Médicaments : Bercy s'attaque au monopole des pharmaciens
L'Inspection générale des finances (IGF) préconise la fin du monopole des pharmacies sur le prix de certains médicaments. L'objectif : limiter les marges jugées abusives par Bercy et diminuer les remboursements de l'Assurance-maladie.
Une nouvelle fois, les pharmaciens sont dans le viseur de Bercy. Un rapport de l'Inspection générale des finances (qui n'est pas encore rendu public) pourrait venir bousculer la profession en autorisant la vente, dans la grande distribution, de médicaments dont les prescriptions sont facultatives et qui ne sont pas remboursés par l'Assurance-maladie.
Ces recommandations de l'IGF ne s'appliquent pas aux médicaments vendus uniquement sur ordonnance, mais ceux dont la prescription est facultative et qui peuvent être remboursés (comme le Doliprane® ou l'Aspégic®…) ou ceux qui ne sont pas remboursés (Nurofen®, Fervex®…).
Contrairement aux médicaments vendus uniquement sur ordonnance dont le prix de vente est fixé par l'Etat, le prix de vente des médicaments non remboursables est laissé à la discrétion du pharmacien qui détient le monopole de vente.
Pour justifier sa proposition, le rapport de l'IGS indique que le prix des médicaments non remboursables a augmenté de plus de 3% entre 1998 et 2011, soit deux fois plus vite que le coût de la vie depuis 15 ans. Les pharmaciens, eux, expliquent que s'ils ont augmenté les prix des médicaments non remboursables, c'est pour maintenir leur niveau de rentabilité face à la baisse des prix des médicaments remboursables qui s'est accélérée depuis 2006.
Le rapport de l'Inspection générale des finances juge ces marges trop importantes. Tout comme l'association de consommateurs UFC-Que Choisir qui a mené une étude sur le prix de l'aspirine vitaminée Upsa®. Selon les officines, son prix peut varier de 1,30 euros à 4,95 euros.
Des médicaments vendus en supermarchés ?

**Extraits de données:**
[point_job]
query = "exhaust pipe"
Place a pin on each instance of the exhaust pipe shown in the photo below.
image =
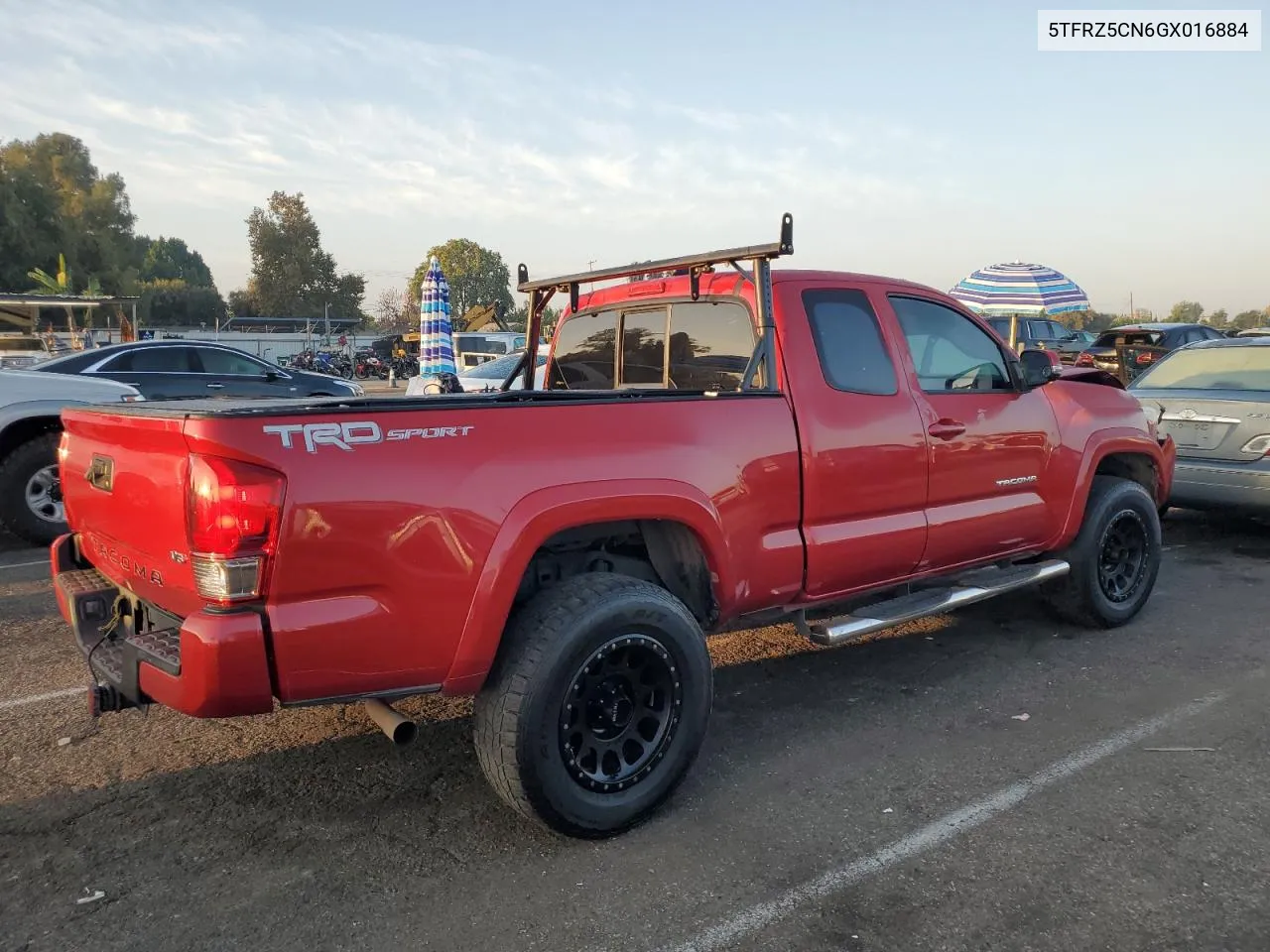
(398, 729)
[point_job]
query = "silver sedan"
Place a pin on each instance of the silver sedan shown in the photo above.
(1213, 399)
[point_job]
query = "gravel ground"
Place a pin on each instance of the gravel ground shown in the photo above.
(885, 796)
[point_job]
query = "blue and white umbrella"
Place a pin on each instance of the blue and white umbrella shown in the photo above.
(1019, 289)
(436, 331)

**Consigne:** Modifiez le passage de l'article sur le monopole des pharmaciens qui s'ouvre sur les mots contenant « Une nouvelle fois, les » et se clôt sur « remboursés par l'Assurance-maladie. » : remplacez-y « la grande distribution » par « les supermarchés ». Les entrées proviennent d'une autre source que le texte.

**Réponse:**
Une nouvelle fois, les pharmaciens sont dans le viseur de Bercy. Un rapport de l'Inspection générale des finances (qui n'est pas encore rendu public) pourrait venir bousculer la profession en autorisant la vente, dans les supermarchés, de médicaments dont les prescriptions sont facultatives et qui ne sont pas remboursés par l'Assurance-maladie.